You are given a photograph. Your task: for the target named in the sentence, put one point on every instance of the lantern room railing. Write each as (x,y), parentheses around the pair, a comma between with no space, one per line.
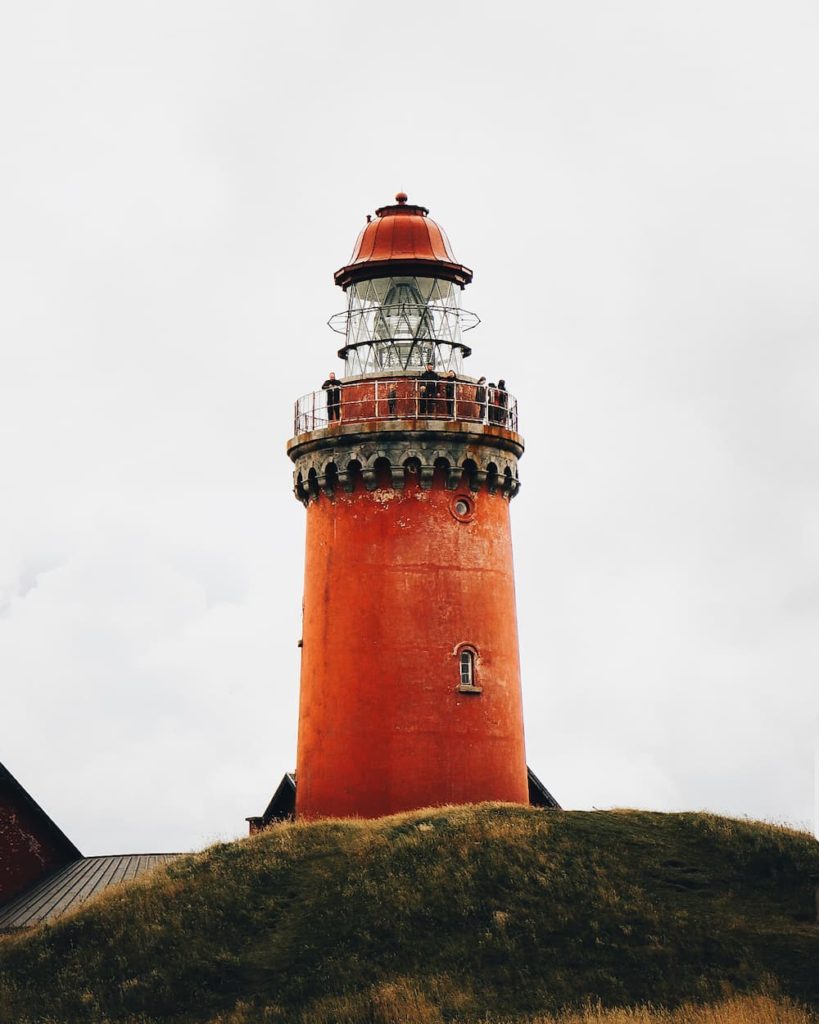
(405,398)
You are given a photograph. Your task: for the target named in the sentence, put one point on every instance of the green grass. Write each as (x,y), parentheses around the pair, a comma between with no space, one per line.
(483,912)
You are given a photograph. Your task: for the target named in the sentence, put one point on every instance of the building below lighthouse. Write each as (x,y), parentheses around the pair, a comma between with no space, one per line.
(406,465)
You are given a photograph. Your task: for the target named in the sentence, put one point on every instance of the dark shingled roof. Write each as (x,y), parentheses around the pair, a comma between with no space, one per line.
(73,885)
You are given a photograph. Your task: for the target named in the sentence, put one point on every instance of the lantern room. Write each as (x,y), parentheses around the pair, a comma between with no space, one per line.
(403,297)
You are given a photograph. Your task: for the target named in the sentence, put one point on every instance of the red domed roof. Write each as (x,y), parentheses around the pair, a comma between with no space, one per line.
(402,239)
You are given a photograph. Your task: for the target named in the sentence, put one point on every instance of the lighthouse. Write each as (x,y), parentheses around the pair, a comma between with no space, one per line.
(406,465)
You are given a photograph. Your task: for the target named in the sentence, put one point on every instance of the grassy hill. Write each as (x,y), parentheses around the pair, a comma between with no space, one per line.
(472,913)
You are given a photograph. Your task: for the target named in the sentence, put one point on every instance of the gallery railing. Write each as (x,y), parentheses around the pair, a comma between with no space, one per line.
(405,398)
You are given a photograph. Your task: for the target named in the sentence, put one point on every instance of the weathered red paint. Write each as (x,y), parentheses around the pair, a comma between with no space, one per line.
(394,583)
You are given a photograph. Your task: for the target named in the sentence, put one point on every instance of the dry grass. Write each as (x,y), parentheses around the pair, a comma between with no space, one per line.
(476,914)
(404,1003)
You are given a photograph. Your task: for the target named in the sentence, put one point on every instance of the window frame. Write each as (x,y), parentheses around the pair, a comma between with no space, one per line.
(473,686)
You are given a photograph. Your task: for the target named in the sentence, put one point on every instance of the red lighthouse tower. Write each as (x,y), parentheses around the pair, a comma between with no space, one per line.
(410,677)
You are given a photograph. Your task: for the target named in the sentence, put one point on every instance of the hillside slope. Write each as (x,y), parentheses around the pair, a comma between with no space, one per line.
(487,910)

- - - - - - -

**Your goal**
Everything in the records above should be retyped exactly except the pictures.

**Finished task**
You are given a photograph. Your task: for the target named in the sentence, put one point on every instance of the lantern room railing. Write each as (x,y), parentheses around the pair, a comma between with no space, one per line.
(405,398)
You are given a photograph. Your task: for the target named in the sentence, put one point on every instance of the green grass. Write each as (x,y), parentheses around the pair, a comma between with no space, one per line.
(483,912)
You are given a photograph. Your task: for the target named in the sentence, put one point on every instance of the building below lighthouse. Write each as (x,y), parentheses around the pair, a comma between with no space, one per line.
(406,465)
You are given a photograph. Your task: for the target named in the sentence, put one point on every instance of the dark shingled roof. Write each as (x,y), parentheses around the pair, a comma between with no space, one per line.
(73,885)
You are given a photograph. Your task: for the target named in the sentence, put one point on every instance of the lantern room. Write each as (x,y), parentheses around the pair, a comma between with no space, one per line.
(403,297)
You are given a photograph. Your task: for the target named in the sentence, put one point on every instance of the red domed roof. Write each as (x,y), parentheses around the pair, a comma between with no space, one per line.
(402,239)
You are given a photograph. Your task: for the target named in the sentence, put one point on every instance of the lighthouse. Write each as (x,y), parentheses around the pair, a comma between with no space, one per line.
(406,465)
You are given a photograph. Your task: for the target named in the sentence, put one point on every instance of the grassy hill. Write each as (x,y), parentheses around the pair, a comma between with no space, one per line.
(472,913)
You are given a photograph. Your task: for the target named in the sentence, put one point on every instance of the gallery railing. Write each as (x,y), parentheses around the pair, a comma between with no space, one per line.
(405,398)
You are given a photograph. Your task: for the target named in the sentence, put one point on every instance of the weathered red paint. Write each as (x,y), parentheses around the pair, a comma between with no space, one per line.
(394,583)
You are given a photograph. Your task: for the target named in the sentence, put one point on every instance of the dry grass. Write each as (x,y), parentheses around the pair, a comma between with no space, one per line.
(476,914)
(404,1003)
You are given a photograph. Your task: for the target named in the sentence, put one point on every instance of the window frame. Write each as (x,y), parentheses around the pair, a comma between with no space, one per line.
(473,686)
You are given a photograph. Your task: for the target named in the sentence, put one point on every instance of the red lighthouse tower. Write each as (x,y), parentheses around the pair, a comma between with no space, one per line.
(410,677)
You are given a photograph. Your task: for the target named in the sentence, put one point on every instance of the hillside slope. Write each as (x,y), parentheses around the pair, a comma between with no space, one per line.
(487,910)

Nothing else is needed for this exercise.